Problem set ->
a - Answer these from the passage on guilt and conservation, one line each:
(i) Which two behaviors are given as examples where the good-person approach changed behavior?
(ii) What is the most common food guilt in the US?
(iii) Whose post is quoted, and what is its subject?
b - From the first paragraph of the passage on guilt and conservation, list every short clause that says what good people or bad people do.
c - Resume the passage on guilt and conservation after its final sentence.

Reading passage ->
————————

The environmental movement is rooted in guilt. The idea is to effect change by making people identify with being a Good Person who Does Not Do the Bad Thing. Good people recycle, bad people do not. Good people do not litter, bad people do. Both of these have been very effective in changing behavior.

But then we get into the realm of food. In the US, the subject of food is practically boiled in guilt. The most common guilt is weight-related - will eating this tasty thing make me a hideous obese social outcast? But environmental food guilt is on the rise, particularly in regards to fish comsumption. Mark Powell has a thought-provoking post up on the role of desire in conservation:

I’m no expert on religion, but it seems like many environmentalists, and quite a few sustainable seafood advocates, make a big mistake in using guilt and expecting it to be strong enough to get people to fight their desires. When we use this approach, I think we risk marginalizing ourselves and we might even start to resemble a sad caricature of a preacher seeking religious converts by threatening fire-and-brimstone.

————————

Dataset entries ->

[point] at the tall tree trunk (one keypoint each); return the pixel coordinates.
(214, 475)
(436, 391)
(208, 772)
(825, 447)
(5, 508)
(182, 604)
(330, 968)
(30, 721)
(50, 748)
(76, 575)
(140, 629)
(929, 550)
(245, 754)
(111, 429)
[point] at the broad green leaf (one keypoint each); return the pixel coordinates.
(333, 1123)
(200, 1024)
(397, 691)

————————

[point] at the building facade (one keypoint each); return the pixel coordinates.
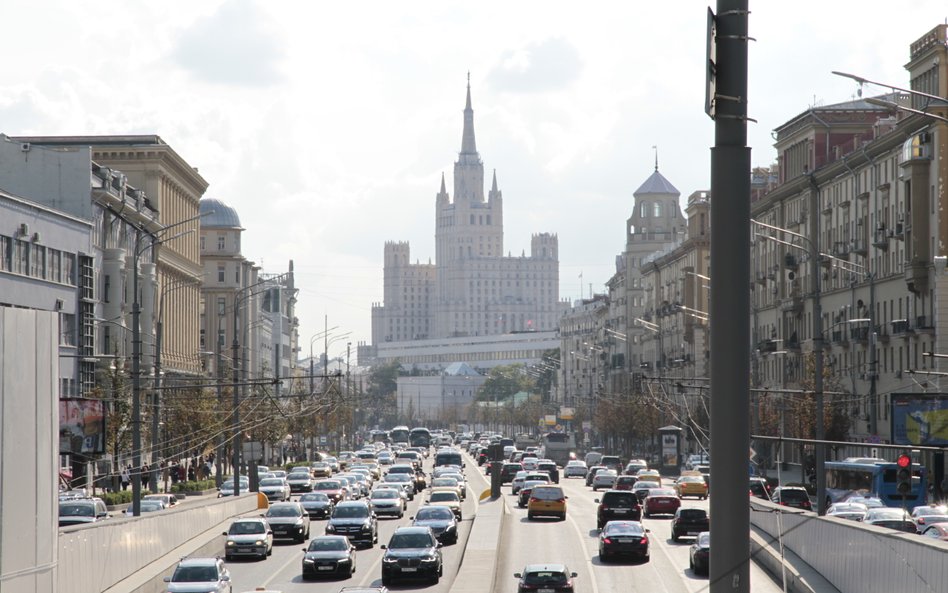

————————

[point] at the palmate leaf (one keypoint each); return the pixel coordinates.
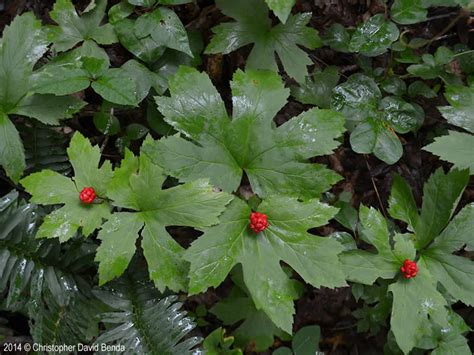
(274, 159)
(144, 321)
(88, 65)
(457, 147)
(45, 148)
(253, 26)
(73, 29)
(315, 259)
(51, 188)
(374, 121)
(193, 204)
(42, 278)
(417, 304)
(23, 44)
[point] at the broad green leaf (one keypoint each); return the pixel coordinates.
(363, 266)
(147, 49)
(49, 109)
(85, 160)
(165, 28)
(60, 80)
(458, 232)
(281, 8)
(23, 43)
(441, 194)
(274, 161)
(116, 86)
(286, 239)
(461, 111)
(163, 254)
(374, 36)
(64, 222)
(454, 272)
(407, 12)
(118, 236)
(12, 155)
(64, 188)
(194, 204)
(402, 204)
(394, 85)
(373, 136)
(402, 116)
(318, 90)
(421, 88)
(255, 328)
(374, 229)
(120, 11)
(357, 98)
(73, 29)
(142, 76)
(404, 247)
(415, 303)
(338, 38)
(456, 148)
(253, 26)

————————

Exercise responses ->
a -
(i) Recycling and not littering.
(ii) Weight-related guilt.
(iii) Mark Powell's; it is about the role of desire in conservation.

b -
Good people recycle
bad people do not
Good people do not litter
bad people do

c -
Threatening problems for people who fall off the straight-and-narrow path of sustainable seafood might work if the prize we have to offer is something really big like everlasting life, but it seems futile when the only thing we can promise is the reward of a bland but sustainable dinner.

Mark suggests trying to unite people’s desire for tasty food with their desire to do environmental good. This reminded me of message of the The Omnivore’s Dilemma - the food that tastes the best is the least processed and most sustainable. But then I was reminded of Sam’s falling-out with Michael Pollan. His new book, In Defense of Food, made her feel bad about eating:

But IDOF made me feel like a gluttonous pig contributing to the wasteful, nutritionally devoid, environmentally blighting indulgence of modern American culture, in the way that overweight people are encouraged to feel by diet books. And I don’t have to take that from a book!

So, TOG readers, is that how you feel when told not to eat something for environmental reasons? Do you think Mark is on to something with trying to encourage people to desire sustainable food, rather than berating them for desiring unsustainable food? Can environmentalists educate without using guilt? And, most importantly for me, should the marine biologists of the world be banned from engaging in dinnertime lectures education?